» PROBLEM
Restate the data that follows exactly as it stands, beginning with the first line and ending with the line that contains "positive clicks: (1680, 1199) (1758, 1339)".

» MATERIAL TO PROCESS
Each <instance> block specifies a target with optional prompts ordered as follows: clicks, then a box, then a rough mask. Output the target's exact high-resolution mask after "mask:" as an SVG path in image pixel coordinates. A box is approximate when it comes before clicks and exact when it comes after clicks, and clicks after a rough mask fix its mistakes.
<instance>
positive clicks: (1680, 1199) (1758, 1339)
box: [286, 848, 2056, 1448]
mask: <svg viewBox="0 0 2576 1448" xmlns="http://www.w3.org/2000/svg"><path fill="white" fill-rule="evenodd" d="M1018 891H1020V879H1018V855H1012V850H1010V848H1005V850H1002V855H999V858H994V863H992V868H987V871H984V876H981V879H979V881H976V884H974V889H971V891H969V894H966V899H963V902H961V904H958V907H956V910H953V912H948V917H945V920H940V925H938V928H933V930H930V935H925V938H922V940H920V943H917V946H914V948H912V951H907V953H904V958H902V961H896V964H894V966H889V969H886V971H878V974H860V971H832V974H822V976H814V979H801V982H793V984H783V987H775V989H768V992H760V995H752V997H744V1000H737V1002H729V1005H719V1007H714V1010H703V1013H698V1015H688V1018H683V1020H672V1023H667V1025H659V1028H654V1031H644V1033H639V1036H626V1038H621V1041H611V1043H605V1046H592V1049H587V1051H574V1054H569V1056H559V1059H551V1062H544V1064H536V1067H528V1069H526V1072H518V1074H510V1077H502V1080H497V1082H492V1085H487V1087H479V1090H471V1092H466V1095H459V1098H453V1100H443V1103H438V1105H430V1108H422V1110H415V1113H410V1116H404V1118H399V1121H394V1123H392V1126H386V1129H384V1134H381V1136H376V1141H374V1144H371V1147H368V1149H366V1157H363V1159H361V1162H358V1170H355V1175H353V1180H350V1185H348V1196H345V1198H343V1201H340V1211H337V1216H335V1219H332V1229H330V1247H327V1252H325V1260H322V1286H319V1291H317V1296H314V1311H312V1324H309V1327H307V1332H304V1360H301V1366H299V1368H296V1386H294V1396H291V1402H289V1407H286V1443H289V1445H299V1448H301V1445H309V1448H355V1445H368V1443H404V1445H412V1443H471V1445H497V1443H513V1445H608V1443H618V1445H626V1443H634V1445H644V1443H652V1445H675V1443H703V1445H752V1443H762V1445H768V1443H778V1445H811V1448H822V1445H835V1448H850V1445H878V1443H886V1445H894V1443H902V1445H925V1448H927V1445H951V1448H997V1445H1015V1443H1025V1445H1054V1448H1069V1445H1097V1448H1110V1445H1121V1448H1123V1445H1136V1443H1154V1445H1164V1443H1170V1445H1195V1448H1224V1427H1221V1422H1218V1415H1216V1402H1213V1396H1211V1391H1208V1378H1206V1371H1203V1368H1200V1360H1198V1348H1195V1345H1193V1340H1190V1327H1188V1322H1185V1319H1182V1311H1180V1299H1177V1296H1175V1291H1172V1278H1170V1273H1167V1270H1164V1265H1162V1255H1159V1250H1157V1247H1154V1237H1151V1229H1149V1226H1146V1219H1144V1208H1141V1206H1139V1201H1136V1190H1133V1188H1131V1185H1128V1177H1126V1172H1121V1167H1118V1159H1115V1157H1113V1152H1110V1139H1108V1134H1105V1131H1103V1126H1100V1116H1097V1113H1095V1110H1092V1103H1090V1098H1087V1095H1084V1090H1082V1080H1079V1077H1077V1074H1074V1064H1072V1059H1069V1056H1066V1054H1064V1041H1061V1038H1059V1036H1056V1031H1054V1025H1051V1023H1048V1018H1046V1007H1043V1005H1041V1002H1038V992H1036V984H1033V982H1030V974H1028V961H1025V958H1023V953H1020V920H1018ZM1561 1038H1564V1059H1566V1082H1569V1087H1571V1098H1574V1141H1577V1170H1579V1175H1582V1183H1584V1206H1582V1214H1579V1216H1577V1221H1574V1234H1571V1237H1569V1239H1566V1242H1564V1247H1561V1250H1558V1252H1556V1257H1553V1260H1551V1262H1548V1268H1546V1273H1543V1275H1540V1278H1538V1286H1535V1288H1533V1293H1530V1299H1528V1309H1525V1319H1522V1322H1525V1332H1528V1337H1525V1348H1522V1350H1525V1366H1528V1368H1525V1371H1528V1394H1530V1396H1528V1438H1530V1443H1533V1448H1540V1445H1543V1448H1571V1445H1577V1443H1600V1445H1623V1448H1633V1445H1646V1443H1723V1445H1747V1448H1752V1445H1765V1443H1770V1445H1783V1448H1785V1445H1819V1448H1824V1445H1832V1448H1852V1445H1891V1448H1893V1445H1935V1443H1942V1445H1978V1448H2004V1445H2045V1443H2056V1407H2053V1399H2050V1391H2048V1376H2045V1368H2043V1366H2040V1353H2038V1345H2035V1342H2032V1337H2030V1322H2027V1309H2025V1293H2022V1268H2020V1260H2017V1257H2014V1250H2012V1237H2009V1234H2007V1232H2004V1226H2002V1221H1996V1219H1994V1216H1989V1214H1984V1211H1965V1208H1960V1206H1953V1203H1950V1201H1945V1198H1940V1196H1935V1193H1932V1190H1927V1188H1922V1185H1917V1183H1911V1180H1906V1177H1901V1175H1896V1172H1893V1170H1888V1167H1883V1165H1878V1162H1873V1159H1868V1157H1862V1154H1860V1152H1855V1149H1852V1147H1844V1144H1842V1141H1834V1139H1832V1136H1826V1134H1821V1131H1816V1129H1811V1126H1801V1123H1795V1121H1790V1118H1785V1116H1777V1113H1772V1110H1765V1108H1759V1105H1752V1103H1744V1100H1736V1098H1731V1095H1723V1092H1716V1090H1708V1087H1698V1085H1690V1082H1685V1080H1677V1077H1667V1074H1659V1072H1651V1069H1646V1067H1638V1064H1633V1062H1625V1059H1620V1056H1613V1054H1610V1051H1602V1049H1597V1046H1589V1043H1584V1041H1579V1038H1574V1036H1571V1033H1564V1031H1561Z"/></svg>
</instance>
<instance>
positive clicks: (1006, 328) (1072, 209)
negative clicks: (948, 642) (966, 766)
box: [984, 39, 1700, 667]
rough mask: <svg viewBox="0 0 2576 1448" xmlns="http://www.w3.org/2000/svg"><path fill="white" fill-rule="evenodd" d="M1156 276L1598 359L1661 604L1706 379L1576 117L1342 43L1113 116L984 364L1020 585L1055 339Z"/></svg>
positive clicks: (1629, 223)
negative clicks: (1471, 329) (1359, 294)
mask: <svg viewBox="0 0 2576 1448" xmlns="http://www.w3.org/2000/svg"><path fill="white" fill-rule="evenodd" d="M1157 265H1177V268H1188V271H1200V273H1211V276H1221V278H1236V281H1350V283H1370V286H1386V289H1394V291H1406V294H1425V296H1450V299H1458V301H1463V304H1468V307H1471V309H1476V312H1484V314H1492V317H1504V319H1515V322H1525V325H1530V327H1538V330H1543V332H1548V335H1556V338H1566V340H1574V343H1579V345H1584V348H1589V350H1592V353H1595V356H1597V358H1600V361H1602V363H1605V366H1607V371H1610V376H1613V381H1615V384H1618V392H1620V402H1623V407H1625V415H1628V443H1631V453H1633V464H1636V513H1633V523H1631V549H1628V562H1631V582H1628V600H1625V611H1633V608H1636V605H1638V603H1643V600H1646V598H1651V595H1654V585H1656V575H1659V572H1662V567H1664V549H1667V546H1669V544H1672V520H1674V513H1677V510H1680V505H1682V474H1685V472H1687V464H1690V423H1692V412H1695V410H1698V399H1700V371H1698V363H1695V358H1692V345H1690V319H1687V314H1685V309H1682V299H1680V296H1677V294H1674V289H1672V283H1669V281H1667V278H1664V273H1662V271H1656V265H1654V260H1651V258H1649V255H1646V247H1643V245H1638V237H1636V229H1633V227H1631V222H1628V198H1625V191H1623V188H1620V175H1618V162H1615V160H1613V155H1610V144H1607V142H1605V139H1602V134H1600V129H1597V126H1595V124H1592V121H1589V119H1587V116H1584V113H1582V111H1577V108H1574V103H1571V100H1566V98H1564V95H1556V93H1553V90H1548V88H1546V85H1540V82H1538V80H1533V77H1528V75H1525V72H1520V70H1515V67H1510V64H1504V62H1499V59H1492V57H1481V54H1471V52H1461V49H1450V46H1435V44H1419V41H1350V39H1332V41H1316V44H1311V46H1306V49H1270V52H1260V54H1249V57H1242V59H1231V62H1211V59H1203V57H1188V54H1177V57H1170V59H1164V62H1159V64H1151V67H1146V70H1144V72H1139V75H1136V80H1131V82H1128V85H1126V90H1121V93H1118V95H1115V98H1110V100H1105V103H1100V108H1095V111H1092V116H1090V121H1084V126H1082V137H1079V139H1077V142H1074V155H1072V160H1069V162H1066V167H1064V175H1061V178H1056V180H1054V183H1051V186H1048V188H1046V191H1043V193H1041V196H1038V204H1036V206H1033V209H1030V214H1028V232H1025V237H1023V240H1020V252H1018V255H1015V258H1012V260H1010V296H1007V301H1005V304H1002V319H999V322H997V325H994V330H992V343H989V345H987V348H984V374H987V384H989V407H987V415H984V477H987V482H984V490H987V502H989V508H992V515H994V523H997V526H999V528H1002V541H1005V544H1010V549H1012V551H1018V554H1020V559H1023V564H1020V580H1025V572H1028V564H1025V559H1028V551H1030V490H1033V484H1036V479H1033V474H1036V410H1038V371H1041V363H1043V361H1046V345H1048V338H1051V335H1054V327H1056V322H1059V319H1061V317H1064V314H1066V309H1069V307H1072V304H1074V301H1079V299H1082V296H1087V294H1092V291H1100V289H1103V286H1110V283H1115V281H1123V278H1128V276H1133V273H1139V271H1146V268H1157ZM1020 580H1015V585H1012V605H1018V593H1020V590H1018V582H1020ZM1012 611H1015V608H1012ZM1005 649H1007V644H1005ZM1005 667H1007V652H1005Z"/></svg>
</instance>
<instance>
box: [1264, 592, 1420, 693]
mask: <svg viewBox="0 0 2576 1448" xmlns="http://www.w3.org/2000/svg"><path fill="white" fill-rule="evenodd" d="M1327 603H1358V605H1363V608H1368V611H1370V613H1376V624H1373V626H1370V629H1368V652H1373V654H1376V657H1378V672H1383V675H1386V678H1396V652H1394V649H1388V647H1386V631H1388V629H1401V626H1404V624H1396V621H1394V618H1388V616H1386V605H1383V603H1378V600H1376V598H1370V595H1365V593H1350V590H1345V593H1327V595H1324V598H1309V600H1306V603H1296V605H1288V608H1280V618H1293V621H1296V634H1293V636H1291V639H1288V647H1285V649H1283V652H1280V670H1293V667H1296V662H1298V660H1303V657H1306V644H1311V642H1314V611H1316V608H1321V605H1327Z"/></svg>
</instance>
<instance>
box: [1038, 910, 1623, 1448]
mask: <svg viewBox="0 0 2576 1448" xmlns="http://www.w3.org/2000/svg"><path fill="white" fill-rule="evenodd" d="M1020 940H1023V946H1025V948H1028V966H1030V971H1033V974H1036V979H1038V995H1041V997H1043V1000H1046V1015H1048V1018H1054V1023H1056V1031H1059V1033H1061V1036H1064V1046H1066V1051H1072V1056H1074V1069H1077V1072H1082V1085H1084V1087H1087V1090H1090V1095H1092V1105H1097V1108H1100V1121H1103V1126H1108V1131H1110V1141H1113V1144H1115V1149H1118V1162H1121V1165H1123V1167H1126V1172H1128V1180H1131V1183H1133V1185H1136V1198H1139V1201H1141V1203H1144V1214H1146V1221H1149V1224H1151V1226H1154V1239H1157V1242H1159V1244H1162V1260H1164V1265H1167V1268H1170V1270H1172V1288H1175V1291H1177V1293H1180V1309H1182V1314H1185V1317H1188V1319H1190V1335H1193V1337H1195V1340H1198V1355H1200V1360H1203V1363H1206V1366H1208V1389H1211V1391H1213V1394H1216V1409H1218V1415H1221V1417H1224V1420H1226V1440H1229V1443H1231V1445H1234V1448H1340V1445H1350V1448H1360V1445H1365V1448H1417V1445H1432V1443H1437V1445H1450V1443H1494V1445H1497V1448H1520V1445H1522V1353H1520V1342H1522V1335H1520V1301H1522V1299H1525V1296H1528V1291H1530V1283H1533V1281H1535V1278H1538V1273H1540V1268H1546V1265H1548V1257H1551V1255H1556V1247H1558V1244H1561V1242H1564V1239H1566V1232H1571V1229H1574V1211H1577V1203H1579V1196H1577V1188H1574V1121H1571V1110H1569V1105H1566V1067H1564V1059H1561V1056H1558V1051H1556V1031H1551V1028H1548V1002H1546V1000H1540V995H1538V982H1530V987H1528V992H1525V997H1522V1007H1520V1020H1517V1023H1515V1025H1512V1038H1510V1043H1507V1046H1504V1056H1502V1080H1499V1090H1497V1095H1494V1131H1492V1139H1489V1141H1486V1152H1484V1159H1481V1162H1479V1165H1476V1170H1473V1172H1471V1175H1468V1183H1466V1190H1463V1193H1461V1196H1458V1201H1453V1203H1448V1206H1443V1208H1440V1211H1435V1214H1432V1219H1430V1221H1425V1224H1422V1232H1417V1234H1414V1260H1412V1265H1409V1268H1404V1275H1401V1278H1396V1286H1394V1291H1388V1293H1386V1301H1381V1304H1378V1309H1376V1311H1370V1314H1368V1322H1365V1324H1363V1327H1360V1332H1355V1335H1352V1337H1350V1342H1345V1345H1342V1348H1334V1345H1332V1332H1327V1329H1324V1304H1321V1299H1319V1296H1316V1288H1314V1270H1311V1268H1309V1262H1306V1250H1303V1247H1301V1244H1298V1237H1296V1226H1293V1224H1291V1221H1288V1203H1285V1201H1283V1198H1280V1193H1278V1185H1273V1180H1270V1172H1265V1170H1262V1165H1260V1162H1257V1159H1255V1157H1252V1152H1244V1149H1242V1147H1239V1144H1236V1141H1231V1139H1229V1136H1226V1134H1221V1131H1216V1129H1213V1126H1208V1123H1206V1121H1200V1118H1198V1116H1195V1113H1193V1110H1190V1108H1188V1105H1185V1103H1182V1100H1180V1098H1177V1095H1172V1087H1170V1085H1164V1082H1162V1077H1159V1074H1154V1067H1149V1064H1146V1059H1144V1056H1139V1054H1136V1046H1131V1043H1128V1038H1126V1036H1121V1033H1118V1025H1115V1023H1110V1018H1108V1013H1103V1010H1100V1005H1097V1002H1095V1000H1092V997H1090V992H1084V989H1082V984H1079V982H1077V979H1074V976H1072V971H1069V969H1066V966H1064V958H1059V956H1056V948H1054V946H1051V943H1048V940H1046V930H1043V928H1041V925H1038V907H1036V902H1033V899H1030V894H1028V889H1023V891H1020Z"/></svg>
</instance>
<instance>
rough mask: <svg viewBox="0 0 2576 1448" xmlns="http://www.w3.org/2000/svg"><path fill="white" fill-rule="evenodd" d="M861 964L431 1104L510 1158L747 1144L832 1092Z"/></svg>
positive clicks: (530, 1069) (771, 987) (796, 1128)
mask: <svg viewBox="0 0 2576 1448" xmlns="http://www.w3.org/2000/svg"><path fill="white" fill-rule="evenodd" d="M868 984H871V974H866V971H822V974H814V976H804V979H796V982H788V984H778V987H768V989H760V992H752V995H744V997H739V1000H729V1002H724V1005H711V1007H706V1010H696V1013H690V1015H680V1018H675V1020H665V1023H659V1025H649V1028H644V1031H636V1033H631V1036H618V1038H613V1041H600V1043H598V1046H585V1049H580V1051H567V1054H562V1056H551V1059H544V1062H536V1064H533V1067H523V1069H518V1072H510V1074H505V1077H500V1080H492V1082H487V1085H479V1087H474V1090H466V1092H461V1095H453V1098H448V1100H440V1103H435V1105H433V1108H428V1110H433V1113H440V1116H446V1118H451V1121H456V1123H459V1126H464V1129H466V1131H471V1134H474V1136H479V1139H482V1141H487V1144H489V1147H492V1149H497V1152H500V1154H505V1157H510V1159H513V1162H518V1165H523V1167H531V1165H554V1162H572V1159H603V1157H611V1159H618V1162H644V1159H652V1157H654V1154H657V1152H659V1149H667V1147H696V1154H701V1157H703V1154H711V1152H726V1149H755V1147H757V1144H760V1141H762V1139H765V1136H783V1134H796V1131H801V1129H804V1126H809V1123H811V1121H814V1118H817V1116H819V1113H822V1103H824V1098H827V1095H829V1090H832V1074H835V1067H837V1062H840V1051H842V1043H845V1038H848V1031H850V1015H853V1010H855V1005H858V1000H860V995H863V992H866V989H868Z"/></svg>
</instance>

» FINISHED EXERCISE
Each <instance> block specifies a target with optional prompts ordered as follows: clicks, then a box, then a rough mask. Output the target's exact high-resolution mask after "mask:" as an SVG path in image pixel coordinates. A box is approximate when it comes before clicks and exact when it comes after clicks, and clicks after a rough mask fix its mistakes.
<instance>
positive clicks: (1680, 1199) (1758, 1339)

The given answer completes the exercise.